▶ _Selected text_
Goodies and Baddies: Why We See the World in Black and White
Splitting as an ego defence.
Posted Feb 28, 2018
Splitting is the division and polarization of beliefs, actions, objects, or persons into good and bad by focusing selectively on their positive or negative attributes.
This is often seen in politics, for example, when Democrats portray Republicans as selfish and narrow-minded, while Republicans portray Democrats as self-righteous snowflakes. Or in the UK, when Remainers think of Brexiters as stupid or deluded, while Brexiters think of Remainers as liberal elites or traitors.
Other examples of splitting include the deeply religious person who thinks of others as being either blessed or damned, the child of divorced parents who idolizes one parent while shunning the other, and the hospital patient who sees the physicians as helpful and hardworking but the nurses as lazy and incompetent.
In JD Salinger's Catcher in the Rye, Holden Caulfield is mystified by adulthood. To cope with the fear of one day becoming an adult, he thinks of adulthood as a world of entirely bad things such as superficiality and hypocrisy ('phoniness') and of childhood as a world of entirely good things such as innocence, curiosity, and honesty. He tells his younger sister Phoebe that he imagines childhood as an idyllic field of rye in which children romp and play, and himself as the 'catcher in the rye' who stands on the edge of a cliff, catching the children as they threaten to fall over (and presumably die/become adults).
Anyway, I keep picturing all these little kids playing some game in this big field of rye and all. Thousands of little kids, and nobody's around—nobody big, I mean—except me. And I'm standing on the edge of some crazy cliff. What I have to do, I have to catch everybody if they start to go over the cliff—I mean if they're running and they don't look where they're going I have to come out from somewhere and catch them. That's all I'd do all day. I'd just be the catcher in the rye and all. I know it's crazy, but that's the only thing I'd really like to be.

▶ _Task item 1_
Answer these about the article on splitting, one line each:
(a) How does the article define splitting?
(b) In the hospital example, how does the patient see the nurses?
(c) What does Holden tell Phoebe he pictures himself as in the field of rye?
▶ _Task item 2_
Pick up the article on splitting right after its last sentence and carry it on for a paragraph or two.
You won't need the rows that come after this text.

Source records
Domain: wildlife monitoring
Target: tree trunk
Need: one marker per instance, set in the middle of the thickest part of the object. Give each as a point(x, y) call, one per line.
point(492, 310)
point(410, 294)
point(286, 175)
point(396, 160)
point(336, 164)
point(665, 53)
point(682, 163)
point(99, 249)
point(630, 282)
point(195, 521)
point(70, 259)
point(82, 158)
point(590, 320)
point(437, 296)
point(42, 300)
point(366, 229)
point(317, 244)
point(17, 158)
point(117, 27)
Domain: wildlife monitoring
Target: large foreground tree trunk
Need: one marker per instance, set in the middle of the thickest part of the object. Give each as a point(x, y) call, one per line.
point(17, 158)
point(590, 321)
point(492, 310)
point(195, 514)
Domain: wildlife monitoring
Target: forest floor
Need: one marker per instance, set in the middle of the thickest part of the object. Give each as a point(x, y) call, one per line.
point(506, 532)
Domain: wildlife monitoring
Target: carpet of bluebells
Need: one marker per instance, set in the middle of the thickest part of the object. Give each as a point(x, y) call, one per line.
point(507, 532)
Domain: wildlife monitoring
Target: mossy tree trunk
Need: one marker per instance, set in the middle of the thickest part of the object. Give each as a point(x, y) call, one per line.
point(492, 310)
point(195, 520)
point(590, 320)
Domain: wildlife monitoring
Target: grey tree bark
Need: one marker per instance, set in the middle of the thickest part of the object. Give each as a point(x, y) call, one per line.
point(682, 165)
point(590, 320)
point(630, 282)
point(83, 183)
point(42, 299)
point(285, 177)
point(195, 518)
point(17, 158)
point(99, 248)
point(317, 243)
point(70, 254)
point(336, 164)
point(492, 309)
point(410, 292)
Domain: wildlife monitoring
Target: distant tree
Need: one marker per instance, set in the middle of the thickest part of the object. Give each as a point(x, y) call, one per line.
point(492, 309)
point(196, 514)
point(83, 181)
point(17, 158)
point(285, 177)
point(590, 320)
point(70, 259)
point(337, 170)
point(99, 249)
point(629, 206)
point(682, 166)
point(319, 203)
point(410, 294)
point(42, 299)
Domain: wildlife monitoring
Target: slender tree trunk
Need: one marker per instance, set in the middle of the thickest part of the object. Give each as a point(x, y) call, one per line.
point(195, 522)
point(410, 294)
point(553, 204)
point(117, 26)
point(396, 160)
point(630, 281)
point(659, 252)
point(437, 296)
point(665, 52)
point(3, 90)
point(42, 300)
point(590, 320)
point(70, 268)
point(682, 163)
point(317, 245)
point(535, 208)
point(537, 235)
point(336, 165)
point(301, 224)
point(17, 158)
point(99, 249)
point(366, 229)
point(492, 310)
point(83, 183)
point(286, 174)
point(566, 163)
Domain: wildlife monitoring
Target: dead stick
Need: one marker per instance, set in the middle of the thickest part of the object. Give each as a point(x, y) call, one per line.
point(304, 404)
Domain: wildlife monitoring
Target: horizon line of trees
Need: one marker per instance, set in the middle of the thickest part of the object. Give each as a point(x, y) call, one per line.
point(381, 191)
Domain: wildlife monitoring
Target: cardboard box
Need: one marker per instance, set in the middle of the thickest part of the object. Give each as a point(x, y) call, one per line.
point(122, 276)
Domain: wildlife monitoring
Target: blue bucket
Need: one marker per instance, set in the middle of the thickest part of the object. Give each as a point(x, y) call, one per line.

▶ _Exercise result 1_
(a) The division and polarization of beliefs, actions, objects, or persons into good and bad by focusing selectively on their positive or negative attributes.
(b) As lazy and incompetent.
(c) The 'catcher in the rye,' standing on the edge of a cliff and catching the children as they threaten to fall over.

▶ _Exercise result 2_
Miguel de Cervantes uses splitting to great comical effect as his protagonist, the self-styled Don Quixote de la Mancha, guides us through a world that he has repopulated with heroes and villains, princesses and harlots, giants and dwarves—with the heroes being the greatest, the villains the most cruel, the ladies the fairest and most virtuous, and so on. ‘"Take care, your worship," cries Sancho Panza, Don Quixote's peasant-turned-squire, "those things over there are not giants but windmills."
Splitting diffuses the anxiety that arises from our inability to grasp the nuances and complexities of a given situation or state of affairs by simplifying and schematizing it, and so making it easier to think about. At the same time, it reinforces our sense of self as good and virtuous by demonizing and scapegoating all those who do not share our identity or outlook.
Such a compartmentalization of opposites leaves us with a distinctly distorted picture of reality and a restricted range of thoughts and emotions. It affects our ability to attract and maintain relationships, not only because it is tedious and unbecoming, but also because it can easily flip, with friends and lovers being thought of as personified virtue at one time and then personified vice at another (and back and forth, depending on the need of the moment).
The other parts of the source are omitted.